## Directive:
Extract the full meditation passage word for word, with nothing left out or changed.

## Source excerpt:

When you’re doing, for example, meditation to understand the object, you might employ both stabilizing and analytic meditation to do that. Similarly when you’re trying to generate an experience of faith and confidence in love and compassion, you might do both stabilizing and some analytic meditation in that session—you’re trying to transform your mind into the nature of compassion, or love, or faith.
It’s very helpful to have a regular daily meditation practice. Sometimes people say, “Oh, I’ve been meditating for a long time but I don’t seem to make any progress.” Then if you say, “Well, when do you meditate? Tell me about your practice.” “Well, I meditate about 10 minutes every day. Well, actually it’s not every day, you know. It’s kind of like, well, maybe three times a week I meditate for 10 minutes and maybe on Saturday I do an hour or two or something like that.” What happens, you see, is that there’s not a stable thing happening daily. Even though somebody may go on a retreat once a year, if they don’t have a stable daily meditation practice it becomes difficult to maintain the depth that you go to when you were on retreat and to actually develop your understanding. I think stability and a regular meditation practice is really important.
At the beginning, they always advise starting with short sessions. If you start with something very long or even if one day a week you do a really long session and you push yourself: “Okay! Today I’m gonna meditate for two hours!” By the end of your two hours you don’t want to go back to your meditation cushion, because it’s too much for you. You know what it’s like? It’s like when I wrecked my back one time, I decided that I was just going to somehow be as flexible as I was when I was seven and eight years old. I mean, no reason why I shouldn’t be able to. One day I just pushed a lot and the next day I felt it.
What we want to do is build things up in a gradual way, because when we leave our meditation cushion we want to have a feeling of, “Oh, that was something pleasant, so I want to come back to it.” Whereas if we push ourselves then we tend not to want to come back to something. Now somebody’s going to hear that and go, “Oh well, she said not to push herself so the alarm clock rang and I’m not gonna push myself or to get up to meditate because I’ll just develop resentment if I do, so I’ll just sleep in and I’ll meditate tomorrow.” No, that’s not what I’m saying.

## A data block:
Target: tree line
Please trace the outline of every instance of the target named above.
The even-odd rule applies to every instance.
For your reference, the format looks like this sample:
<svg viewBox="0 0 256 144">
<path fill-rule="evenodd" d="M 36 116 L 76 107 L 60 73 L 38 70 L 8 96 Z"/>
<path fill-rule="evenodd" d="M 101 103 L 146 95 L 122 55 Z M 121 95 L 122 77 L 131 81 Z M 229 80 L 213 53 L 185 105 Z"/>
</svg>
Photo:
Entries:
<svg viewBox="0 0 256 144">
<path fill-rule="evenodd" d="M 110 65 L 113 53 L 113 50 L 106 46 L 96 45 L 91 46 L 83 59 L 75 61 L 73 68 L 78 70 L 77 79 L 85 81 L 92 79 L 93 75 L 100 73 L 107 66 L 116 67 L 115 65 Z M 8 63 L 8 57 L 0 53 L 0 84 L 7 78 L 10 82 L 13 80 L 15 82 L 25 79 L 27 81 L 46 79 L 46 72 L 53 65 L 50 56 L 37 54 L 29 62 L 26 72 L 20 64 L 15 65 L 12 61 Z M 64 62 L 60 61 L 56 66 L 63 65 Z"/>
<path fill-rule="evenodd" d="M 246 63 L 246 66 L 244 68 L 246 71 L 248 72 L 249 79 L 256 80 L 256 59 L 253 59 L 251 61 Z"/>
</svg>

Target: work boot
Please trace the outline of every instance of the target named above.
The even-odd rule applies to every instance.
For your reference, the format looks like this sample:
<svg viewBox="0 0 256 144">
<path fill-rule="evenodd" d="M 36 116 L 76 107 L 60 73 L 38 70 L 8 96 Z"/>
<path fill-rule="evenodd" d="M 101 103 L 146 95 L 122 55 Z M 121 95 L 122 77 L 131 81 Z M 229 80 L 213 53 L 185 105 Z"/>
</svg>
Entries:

## Solution to this task:
When you’re doing, for example, meditation to understand the object, you might employ both stabilizing and analytic meditation to do that. Similarly when you’re trying to generate an experience of faith and confidence in love and compassion, you might do both stabilizing and some analytic meditation in that session—you’re trying to transform your mind into the nature of compassion, or love, or faith.
It’s very helpful to have a regular daily meditation practice. Sometimes people say, “Oh, I’ve been meditating for a long time but I don’t seem to make any progress.” Then if you say, “Well, when do you meditate? Tell me about your practice.” “Well, I meditate about 10 minutes every day. Well, actually it’s not every day, you know. It’s kind of like, well, maybe three times a week I meditate for 10 minutes and maybe on Saturday I do an hour or two or something like that.” What happens, you see, is that there’s not a stable thing happening daily. Even though somebody may go on a retreat once a year, if they don’t have a stable daily meditation practice it becomes difficult to maintain the depth that you go to when you were on retreat and to actually develop your understanding. I think stability and a regular meditation practice is really important.
At the beginning, they always advise starting with short sessions. If you start with something very long or even if one day a week you do a really long session and you push yourself: “Okay! Today I’m gonna meditate for two hours!” By the end of your two hours you don’t want to go back to your meditation cushion, because it’s too much for you. You know what it’s like? It’s like when I wrecked my back one time, I decided that I was just going to somehow be as flexible as I was when I was seven and eight years old. I mean, no reason why I shouldn’t be able to. One day I just pushed a lot and the next day I felt it.
What we want to do is build things up in a gradual way, because when we leave our meditation cushion we want to have a feeling of, “Oh, that was something pleasant, so I want to come back to it.” Whereas if we push ourselves then we tend not to want to come back to something. Now somebody’s going to hear that and go, “Oh well, she said not to push herself so the alarm clock rang and I’m not gonna push myself or to get up to meditate because I’ll just develop resentment if I do, so I’ll just sleep in and I’ll meditate tomorrow.” No, that’s not what I’m saying.